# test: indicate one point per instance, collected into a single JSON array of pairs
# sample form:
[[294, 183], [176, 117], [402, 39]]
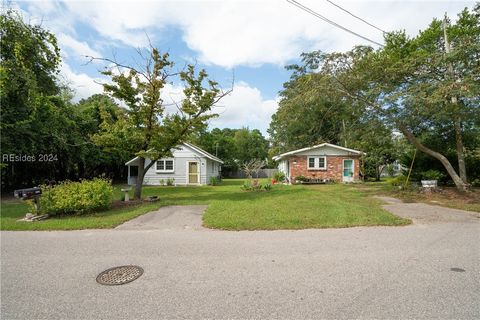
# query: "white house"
[[190, 165]]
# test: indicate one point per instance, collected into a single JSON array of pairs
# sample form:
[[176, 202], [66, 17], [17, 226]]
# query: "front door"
[[193, 173], [347, 170]]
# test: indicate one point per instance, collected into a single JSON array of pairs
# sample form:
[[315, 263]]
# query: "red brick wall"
[[334, 168]]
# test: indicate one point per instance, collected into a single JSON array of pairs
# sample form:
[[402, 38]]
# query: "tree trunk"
[[460, 150], [142, 170], [462, 186], [140, 176]]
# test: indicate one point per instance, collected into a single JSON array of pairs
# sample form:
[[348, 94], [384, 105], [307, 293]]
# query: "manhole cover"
[[119, 275]]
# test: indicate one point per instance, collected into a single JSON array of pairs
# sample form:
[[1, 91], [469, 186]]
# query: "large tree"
[[429, 82], [145, 128], [418, 85]]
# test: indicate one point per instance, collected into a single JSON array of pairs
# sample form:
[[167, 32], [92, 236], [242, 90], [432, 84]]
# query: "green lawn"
[[230, 208]]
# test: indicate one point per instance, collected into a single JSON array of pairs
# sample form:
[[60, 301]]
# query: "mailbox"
[[26, 194]]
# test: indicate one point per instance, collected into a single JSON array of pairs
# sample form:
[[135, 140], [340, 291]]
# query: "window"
[[317, 163], [165, 165]]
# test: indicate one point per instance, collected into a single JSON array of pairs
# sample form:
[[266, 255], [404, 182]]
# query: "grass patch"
[[299, 207], [230, 208]]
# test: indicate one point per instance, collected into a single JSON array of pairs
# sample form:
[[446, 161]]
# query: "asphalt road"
[[195, 273]]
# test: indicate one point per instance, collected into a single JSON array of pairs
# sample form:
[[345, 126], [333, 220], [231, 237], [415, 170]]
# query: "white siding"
[[182, 156]]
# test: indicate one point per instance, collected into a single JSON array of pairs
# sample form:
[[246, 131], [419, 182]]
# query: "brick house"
[[323, 162]]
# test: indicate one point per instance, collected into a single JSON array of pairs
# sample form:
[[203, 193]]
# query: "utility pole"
[[457, 123]]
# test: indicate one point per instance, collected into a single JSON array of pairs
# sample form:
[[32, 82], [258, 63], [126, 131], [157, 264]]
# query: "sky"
[[244, 43]]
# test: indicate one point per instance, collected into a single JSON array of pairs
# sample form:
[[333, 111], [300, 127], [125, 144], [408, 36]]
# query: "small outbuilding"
[[321, 163], [189, 165]]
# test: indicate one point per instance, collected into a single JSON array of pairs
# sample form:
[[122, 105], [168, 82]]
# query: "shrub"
[[398, 181], [301, 179], [76, 197], [214, 181], [252, 185], [432, 175], [279, 176]]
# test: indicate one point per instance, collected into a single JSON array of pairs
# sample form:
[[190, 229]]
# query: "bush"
[[398, 181], [432, 175], [214, 181], [279, 176], [255, 185], [301, 179], [76, 197]]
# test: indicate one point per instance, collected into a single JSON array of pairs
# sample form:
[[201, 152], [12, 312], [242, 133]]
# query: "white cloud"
[[80, 49], [83, 85], [244, 107], [231, 33]]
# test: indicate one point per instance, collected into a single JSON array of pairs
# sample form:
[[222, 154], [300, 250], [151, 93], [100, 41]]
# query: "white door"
[[347, 170], [193, 176]]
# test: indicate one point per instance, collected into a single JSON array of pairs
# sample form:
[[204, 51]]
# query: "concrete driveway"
[[376, 272]]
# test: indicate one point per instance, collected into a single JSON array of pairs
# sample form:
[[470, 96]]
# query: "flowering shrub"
[[255, 185], [76, 197]]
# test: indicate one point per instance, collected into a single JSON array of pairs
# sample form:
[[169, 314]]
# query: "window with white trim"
[[317, 163], [165, 165]]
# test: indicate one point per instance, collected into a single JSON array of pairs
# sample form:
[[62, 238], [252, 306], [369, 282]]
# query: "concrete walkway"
[[422, 213], [168, 218]]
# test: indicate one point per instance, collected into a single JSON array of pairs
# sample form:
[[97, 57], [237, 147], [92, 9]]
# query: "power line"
[[343, 9], [318, 15]]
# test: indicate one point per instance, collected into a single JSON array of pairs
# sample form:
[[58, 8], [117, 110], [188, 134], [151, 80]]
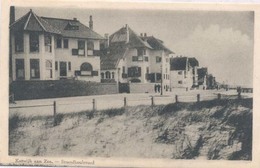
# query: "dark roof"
[[178, 63], [82, 31], [156, 44], [119, 42], [193, 62], [111, 59], [32, 22], [202, 72], [120, 37]]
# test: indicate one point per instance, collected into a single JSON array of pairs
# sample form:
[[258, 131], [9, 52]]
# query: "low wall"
[[142, 87], [25, 90]]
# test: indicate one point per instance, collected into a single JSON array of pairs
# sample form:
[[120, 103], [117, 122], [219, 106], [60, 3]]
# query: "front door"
[[63, 69]]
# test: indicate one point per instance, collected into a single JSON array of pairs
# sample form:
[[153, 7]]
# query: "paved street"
[[77, 104]]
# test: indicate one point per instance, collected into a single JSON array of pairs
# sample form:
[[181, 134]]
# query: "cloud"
[[226, 52]]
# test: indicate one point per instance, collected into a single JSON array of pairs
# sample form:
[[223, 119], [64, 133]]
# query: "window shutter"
[[77, 73], [139, 71], [74, 51], [94, 73]]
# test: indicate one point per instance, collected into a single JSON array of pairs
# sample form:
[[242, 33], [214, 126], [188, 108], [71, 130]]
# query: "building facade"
[[131, 58], [183, 72], [52, 48]]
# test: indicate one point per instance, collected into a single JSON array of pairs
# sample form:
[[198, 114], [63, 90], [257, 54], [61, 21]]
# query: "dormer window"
[[72, 26], [90, 47], [141, 51], [47, 43]]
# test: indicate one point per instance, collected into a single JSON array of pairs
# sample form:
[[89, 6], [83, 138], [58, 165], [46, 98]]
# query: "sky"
[[223, 41]]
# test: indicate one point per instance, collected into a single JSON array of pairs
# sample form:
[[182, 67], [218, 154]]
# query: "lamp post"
[[161, 80]]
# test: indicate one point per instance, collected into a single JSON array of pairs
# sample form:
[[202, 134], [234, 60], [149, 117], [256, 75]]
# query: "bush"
[[113, 112]]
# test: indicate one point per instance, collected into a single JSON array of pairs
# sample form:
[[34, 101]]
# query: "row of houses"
[[44, 48]]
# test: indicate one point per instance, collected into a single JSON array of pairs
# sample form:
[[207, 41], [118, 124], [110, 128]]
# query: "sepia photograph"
[[139, 83]]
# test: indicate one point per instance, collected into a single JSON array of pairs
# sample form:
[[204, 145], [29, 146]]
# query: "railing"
[[69, 106]]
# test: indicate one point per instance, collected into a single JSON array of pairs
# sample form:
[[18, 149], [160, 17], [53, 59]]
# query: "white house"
[[131, 58], [45, 48], [183, 72]]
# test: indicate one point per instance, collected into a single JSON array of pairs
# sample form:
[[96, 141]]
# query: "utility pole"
[[161, 79]]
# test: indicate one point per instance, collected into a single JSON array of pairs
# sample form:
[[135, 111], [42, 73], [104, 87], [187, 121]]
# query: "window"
[[35, 68], [19, 42], [158, 59], [47, 43], [86, 69], [141, 51], [34, 42], [90, 47], [66, 43], [58, 43], [108, 75], [74, 51], [19, 69], [113, 75], [81, 47], [56, 65], [134, 72], [69, 64], [134, 58], [48, 65]]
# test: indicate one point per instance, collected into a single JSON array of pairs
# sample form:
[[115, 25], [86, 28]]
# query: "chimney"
[[90, 22], [107, 40], [127, 33], [12, 15]]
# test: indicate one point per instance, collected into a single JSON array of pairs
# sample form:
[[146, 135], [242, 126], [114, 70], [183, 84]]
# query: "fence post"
[[125, 103], [239, 95], [219, 96], [94, 105], [54, 113], [198, 97]]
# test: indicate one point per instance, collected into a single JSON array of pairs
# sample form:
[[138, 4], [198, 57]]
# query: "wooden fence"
[[96, 104]]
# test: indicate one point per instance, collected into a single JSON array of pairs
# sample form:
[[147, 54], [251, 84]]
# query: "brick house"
[[142, 60], [44, 48], [183, 72]]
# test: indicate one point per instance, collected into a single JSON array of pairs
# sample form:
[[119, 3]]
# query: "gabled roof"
[[156, 44], [180, 63], [110, 60], [134, 40], [202, 72], [82, 31], [32, 22]]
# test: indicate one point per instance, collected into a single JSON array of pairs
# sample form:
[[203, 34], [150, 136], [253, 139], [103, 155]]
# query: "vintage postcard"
[[129, 84]]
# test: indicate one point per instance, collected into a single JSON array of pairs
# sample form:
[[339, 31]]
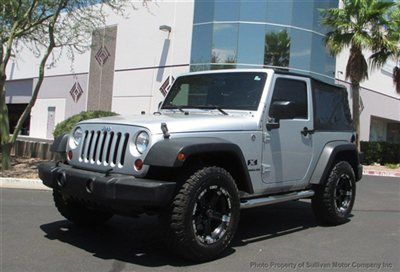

====

— Required task —
Rewrite every line from the start down to and including the one holding "[[334, 168]]", requests too, scaling each point coordinate in the answers by 1.95 and rounding to whole numbers, halves up. Leave the numbers in the requests and sample forms unchanged, and leave out the picture lines.

— Solution for this exercise —
# test: indicate one point per instance, collected into a single JSON array of pairs
# sample form:
[[294, 183], [176, 117], [402, 39]]
# query: "white house"
[[371, 322]]
# test: indicate one point per instance, collected into a single JSON array of pairs
# sample form:
[[176, 202], [66, 17], [17, 226]]
# query: "front door"
[[376, 337], [677, 332]]
# test: indicate one point per instance, collected into a single JSON array of pairs
# sample form:
[[315, 263]]
# query: "red brick wall"
[[651, 328]]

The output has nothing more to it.